** Begin PASSAGE SHOWN **

An airborne microplastic sampling station at Kaitorete Spit in Canterbury, New Zealand. Image credits Alex Aves.

New research at the University of Canterbury, New Zealand, found that airborne microplastics reflect part of the sunlight incoming to the Earth’s surface, thus cooling down the climate. For now, this effect is extremely slight. However, as the quantity of microplastics in the air is bound to increase in the coming decades, this effect will grow in magnitude.

Plastmosphere

“Yes, we focussed on airborne microplastics,” Dr. Laura Revell, Senior Lecturer of Environmental Physics at the University of Canterbury and the paper’s corresponding author told ZME Science in an email. “These were first reported in Paris in 2015 and have since been reported in a range of urban and remote regions.”

“However, we believe that microplastics may be co-emitted from the ocean with sea spray, leading to the concept of the ‘plastic cycle’ i.e., microplastics might be carried with the winds over some distance, be deposited to land, get washed into a river, be transported into the ocean, and then re-enter the atmosphere.”

Microplastics are a growing environmental concern. They’re already present in soils, water, air, and their levels are steadily increasing. Some microplastics are produced directly, for items such as cosmetics, while others are the result of plastic items breaking down in landfills.

** End PASSAGE SHOWN **
** Begin SUPPLIED RECORDS **

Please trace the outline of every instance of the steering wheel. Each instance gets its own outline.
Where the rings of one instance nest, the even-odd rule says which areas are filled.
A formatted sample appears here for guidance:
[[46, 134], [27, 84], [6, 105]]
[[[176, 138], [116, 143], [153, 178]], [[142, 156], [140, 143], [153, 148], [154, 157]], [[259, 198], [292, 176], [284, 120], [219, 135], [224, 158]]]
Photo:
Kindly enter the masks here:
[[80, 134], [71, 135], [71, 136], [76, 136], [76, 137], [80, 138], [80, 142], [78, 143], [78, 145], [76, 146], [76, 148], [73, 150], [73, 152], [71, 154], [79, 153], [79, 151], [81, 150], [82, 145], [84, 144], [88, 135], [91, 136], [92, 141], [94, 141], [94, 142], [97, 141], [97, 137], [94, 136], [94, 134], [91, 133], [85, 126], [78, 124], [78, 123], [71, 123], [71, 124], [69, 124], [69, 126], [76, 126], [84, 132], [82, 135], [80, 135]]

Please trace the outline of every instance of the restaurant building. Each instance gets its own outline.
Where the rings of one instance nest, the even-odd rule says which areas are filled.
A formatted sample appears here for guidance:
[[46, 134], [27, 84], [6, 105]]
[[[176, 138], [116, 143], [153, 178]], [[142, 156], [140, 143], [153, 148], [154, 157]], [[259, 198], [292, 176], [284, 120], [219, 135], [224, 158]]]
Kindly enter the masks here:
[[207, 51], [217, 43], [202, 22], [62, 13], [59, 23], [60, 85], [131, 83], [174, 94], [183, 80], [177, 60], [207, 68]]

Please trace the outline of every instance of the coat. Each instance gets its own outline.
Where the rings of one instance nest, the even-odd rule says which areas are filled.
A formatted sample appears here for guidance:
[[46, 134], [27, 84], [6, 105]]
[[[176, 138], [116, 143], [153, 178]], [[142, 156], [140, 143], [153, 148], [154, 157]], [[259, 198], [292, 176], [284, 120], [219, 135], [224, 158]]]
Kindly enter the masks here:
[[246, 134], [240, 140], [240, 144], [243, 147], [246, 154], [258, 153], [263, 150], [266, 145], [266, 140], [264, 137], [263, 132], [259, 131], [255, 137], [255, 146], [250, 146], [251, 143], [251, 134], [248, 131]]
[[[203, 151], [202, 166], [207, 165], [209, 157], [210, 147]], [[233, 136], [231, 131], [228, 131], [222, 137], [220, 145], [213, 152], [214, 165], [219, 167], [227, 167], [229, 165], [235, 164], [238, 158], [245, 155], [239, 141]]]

** End SUPPLIED RECORDS **

WORK INSTRUCTIONS:
- 1) According to the microplastics article, in which city and year were airborne microplastics first reported?
- 2) Reproduce everything in the microplastics article from "Microplastics are a" down to "down in landfills.".
- 3) Write the next part of the article on airborne microplastics, picking up after its final sentence.

ANSWERS TO EACH TASK:
- 1) They were first reported in Paris in 2015.

- 2)
Microplastics are a growing environmental concern. They’re already present in soils, water, air, and their levels are steadily increasing. Some microplastics are produced directly, for items such as cosmetics, while others are the result of plastic items breaking down in landfills.

- 3)
Due to their small size and weight, such particles can easily be picked up by winds and carried over immense distances. Large cities such as London or Beijing show huge concentrations of such particles, likely due to how much plastic is used within their boundaries.

That being said, we’re just beginning to understand their full impact as airborne contaminants. The present study helps further our understanding in this regard, by uncovering the interaction between these particles and the planet’s climate. According to the authors, this is the first time the direct effects of airborne microplastics on climate has been calculated.

Other airborne solutions (‘aerosols’) are known to have an effect on the Earth’s climate either by scattering or reflecting incoming sunlight back into space, cooling everything down, or by absorbing radiation on certain frequencies, which warms the planet up.

Against that backdrop, the authors set out to determine what effect airborne microplastics have in this regard. They used climate modeling software to determine the radiative effect (i.e., reflective of absorbing) of common airborne microplastic particles. They focused primarily on the lower layers of the atmosphere, where much of the microplastic contamination is located. Overall, they report, these particles scatter solar radiation, which amounts to them having a minor cooling effect on the climate at surface level.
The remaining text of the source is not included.